§ Set task:
Copy the lines from the one containing "Please locate the small" through the one containing "[0,209,97,226]", inclusive, swapping "small twig" for "thin branch" and changing nothing else.

§ Data provided:
------------------------------------------------

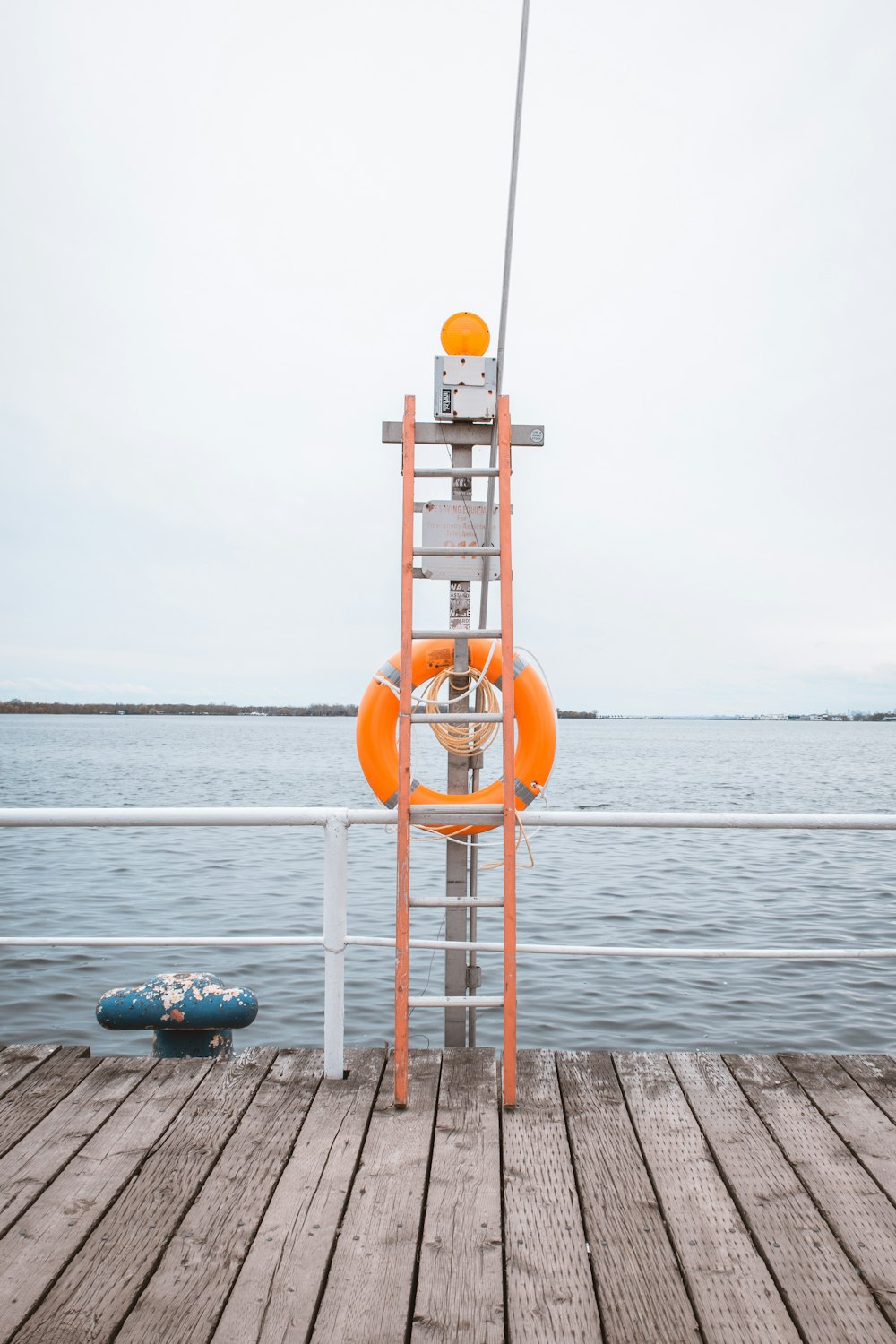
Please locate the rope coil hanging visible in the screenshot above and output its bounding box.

------------------------------------------------

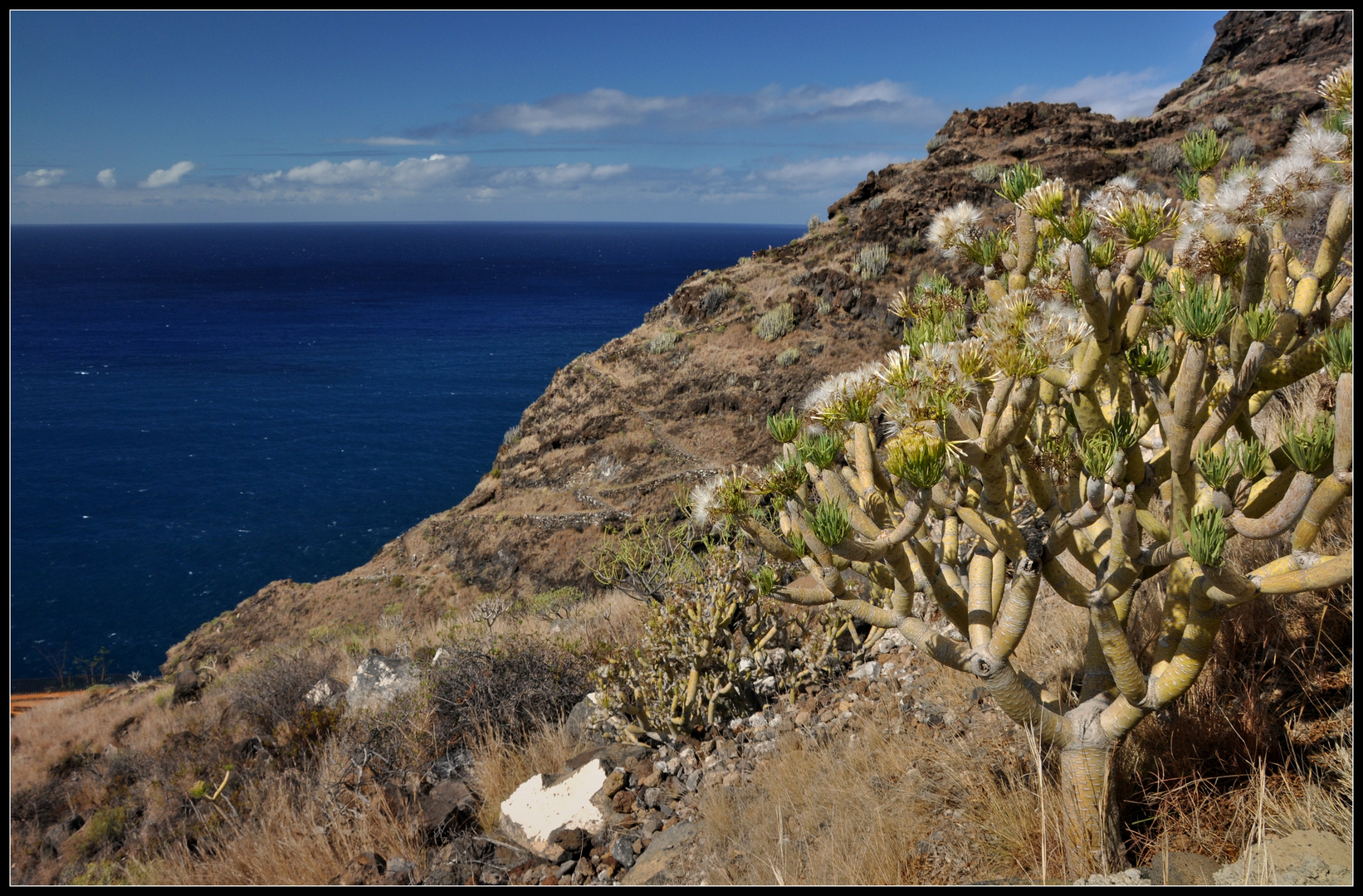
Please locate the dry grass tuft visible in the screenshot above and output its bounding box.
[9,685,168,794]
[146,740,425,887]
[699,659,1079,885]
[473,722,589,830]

------------------------------------------------

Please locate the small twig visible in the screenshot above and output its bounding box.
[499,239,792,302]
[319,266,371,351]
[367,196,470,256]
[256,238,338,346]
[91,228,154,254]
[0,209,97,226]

------------------------------------------------

§ Response to this task:
Please locate the thin branch visible in the screenshot above and output its bounding box.
[499,239,792,302]
[319,266,371,351]
[367,196,470,256]
[256,238,338,346]
[91,228,154,254]
[0,209,97,226]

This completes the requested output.